Objective
Update the records from their first line through the line containing "[0,89,533,400]" by replacing "speckled granite countertop" with "polished marble countertop" and leaving everything else as it is. Give back only those lines.
((
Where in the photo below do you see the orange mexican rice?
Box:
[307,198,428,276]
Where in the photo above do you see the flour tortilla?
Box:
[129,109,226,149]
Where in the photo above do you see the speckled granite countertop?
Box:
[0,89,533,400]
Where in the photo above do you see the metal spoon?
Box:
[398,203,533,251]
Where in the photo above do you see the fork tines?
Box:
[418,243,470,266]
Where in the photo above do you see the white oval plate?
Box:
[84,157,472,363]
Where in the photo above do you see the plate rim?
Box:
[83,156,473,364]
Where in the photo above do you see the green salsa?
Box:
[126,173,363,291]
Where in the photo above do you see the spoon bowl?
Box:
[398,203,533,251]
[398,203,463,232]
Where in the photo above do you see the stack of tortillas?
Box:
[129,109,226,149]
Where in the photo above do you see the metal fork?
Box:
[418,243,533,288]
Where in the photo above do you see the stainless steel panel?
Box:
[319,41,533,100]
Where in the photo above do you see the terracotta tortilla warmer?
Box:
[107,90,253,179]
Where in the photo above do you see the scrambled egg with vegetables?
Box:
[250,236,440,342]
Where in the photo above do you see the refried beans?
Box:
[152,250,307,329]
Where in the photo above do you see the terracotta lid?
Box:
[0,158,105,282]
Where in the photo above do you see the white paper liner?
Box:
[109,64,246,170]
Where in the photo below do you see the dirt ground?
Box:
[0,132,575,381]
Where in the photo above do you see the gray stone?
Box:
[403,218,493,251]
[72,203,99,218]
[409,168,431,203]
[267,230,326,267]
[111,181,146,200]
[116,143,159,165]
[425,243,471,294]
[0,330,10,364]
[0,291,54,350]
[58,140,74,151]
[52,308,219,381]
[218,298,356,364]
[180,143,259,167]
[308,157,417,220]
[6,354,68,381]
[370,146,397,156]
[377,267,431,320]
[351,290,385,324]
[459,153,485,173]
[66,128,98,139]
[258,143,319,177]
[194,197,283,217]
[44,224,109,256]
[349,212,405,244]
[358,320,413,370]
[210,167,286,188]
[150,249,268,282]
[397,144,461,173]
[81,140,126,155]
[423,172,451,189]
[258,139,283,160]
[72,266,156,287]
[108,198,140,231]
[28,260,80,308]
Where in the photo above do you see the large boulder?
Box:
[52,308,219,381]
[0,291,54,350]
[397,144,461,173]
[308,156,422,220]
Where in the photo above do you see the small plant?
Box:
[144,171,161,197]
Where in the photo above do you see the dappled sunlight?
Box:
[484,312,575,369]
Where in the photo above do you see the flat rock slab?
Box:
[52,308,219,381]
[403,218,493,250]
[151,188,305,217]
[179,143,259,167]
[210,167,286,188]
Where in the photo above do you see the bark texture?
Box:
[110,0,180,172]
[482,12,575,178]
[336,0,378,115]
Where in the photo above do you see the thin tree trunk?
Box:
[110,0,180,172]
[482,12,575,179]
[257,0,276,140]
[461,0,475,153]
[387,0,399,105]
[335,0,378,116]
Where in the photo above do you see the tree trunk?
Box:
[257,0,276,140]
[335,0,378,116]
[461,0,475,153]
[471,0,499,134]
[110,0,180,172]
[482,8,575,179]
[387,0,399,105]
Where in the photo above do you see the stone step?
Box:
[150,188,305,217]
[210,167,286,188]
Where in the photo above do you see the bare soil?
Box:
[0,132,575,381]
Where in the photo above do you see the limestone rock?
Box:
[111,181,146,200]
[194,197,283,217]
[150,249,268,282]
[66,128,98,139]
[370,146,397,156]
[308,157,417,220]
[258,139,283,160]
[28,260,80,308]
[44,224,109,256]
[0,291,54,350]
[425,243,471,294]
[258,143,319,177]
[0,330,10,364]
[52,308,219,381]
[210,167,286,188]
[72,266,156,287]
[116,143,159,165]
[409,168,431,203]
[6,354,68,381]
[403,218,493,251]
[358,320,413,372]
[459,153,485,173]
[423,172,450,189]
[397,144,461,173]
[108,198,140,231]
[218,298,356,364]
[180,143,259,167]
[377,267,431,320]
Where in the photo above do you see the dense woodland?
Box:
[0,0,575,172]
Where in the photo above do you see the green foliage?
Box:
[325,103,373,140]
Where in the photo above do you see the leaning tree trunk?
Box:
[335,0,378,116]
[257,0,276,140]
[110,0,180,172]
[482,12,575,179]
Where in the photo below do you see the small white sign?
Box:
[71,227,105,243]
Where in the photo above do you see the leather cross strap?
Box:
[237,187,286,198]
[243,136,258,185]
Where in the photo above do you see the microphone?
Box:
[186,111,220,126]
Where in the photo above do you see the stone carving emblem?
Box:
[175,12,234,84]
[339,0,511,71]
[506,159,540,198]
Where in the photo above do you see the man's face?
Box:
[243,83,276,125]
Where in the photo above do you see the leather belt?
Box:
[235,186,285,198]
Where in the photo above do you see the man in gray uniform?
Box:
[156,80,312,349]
))
The response
Where in the photo below do you see the orange mexican rice?
Box:
[307,198,428,276]
Where in the photo above do you see the flour tortilla?
Box:
[129,109,226,149]
Where in the photo above do you see the polished marble countertop?
Box:
[0,89,533,400]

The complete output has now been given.